Just because you’re an aspiring, frustrated liberal administrator of a tiny college in a tiny city in the middle of the vast, thinly populated (less than a million) state of Montana doesn’t mean you can’t play like the big boys at prestigious colleges and universities when it comes to bullying people with opposing political opinions, or even shoving around people who present factual knowledge you are uncomfortable with.
Last week in my home town, Helena’s Carroll College President Thomas Trebon and his faithful hive of a half dozen carefully selected V.P.’s, perhaps envious of University of Ottawa’s provost François Houle’s efforts to nix Ann Coulter’s speech, maneuvered a last minute cancellation of a public speech and Q&A session on the highly provocative and potentially mayhem-inducing subject of the…. U.S. Constitution! No doubt President Trebon will highlight this noble community service when applying for a position at a larger institute of higher learning.
The speaking event was organized by Chris Shipp, a senior at Carroll College and head of the Carroll College Republicans (which unlike other campus clubs receives NO FUNDING from the school or student government). Shipp would arrange for the campus venue and publicity and was fortunate to have the local Tea Party provide the minimal funding.
The speaker was to have been Rob Natelson. Mr. Natelson happens to be the only law professor in Montana who teaches the only class on the U.S. Constitution at Montana’s only law school. Further, he is a recognized national expert on the document’s original intent and edits the webpage, The Scholarship of the Original Understanding of the Constitution. In demeanor and appearance, he reminds you of a very gentle William Macy. He is articulate and well able to explain constitutional law to the layman. One wonders why he isn’t regularly featured as an expert guest on radio talk shows.

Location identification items
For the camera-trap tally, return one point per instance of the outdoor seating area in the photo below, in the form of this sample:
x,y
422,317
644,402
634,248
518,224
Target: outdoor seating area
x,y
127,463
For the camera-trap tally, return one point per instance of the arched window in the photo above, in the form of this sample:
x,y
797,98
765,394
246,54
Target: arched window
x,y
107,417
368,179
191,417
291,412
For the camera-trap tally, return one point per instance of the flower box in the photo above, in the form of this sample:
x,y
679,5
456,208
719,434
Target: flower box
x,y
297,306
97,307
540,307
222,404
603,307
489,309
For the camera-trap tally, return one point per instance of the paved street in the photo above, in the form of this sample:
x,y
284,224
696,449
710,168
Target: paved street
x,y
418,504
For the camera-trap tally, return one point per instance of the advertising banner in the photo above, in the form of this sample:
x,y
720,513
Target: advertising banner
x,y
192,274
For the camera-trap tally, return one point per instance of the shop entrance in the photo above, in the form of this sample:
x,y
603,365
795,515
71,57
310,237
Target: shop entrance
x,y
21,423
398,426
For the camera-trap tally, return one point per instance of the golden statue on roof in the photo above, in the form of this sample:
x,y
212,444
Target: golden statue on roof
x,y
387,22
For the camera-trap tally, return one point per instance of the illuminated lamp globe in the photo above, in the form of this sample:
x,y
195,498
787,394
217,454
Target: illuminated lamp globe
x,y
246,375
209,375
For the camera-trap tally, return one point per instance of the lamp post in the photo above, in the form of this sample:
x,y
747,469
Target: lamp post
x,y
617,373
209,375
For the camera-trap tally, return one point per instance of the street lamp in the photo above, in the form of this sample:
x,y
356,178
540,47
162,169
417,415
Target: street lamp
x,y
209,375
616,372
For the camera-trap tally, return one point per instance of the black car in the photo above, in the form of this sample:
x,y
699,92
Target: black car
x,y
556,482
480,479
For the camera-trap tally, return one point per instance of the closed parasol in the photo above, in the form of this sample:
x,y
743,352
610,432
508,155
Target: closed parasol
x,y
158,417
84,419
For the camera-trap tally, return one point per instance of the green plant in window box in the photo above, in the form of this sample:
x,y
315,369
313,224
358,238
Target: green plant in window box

- **WRITTEN PROBLEM 1**
Decide whether each statement agrees with the article about the Carroll College cancellation: (a) The Carroll College Republicans receive funding from the student government; (b) The local Tea Party supplied the minimal funding for the event; (c) Rob Natelson teaches at Montana's only law school. For each, answer yes or no and quote the deciding words from the article.
- **WRITTEN PROBLEM 2**
List every person named in the article about the Carroll College cancellation.
- **WRITTEN PROBLEM 3**
Repeat word for word the passage of the article about the Carroll College cancellation that begins at the words "The speaker was" and stops after "radio talk shows.".

- **EXERCISE SOLUTION 1**
(a) No: "receives NO FUNDING from the school or student government"
(b) Yes: "was fortunate to have the local Tea Party provide the minimal funding"
(c) Yes: "teaches the only class on the U.S. Constitution at Montana’s only law school"

- **EXERCISE SOLUTION 2**
Thomas Trebon, François Houle, Ann Coulter, Chris Shipp, Rob Natelson, William Macy

- **EXERCISE SOLUTION 3**
The speaker was to have been Rob Natelson. Mr. Natelson happens to be the only law professor in Montana who teaches the only class on the U.S. Constitution at Montana’s only law school. Further, he is a recognized national expert on the document’s original intent and edits the webpage, The Scholarship of the Original Understanding of the Constitution. In demeanor and appearance, he reminds you of a very gentle William Macy. He is articulate and well able to explain constitutional law to the layman. One wonders why he isn’t regularly featured as an expert guest on radio talk shows.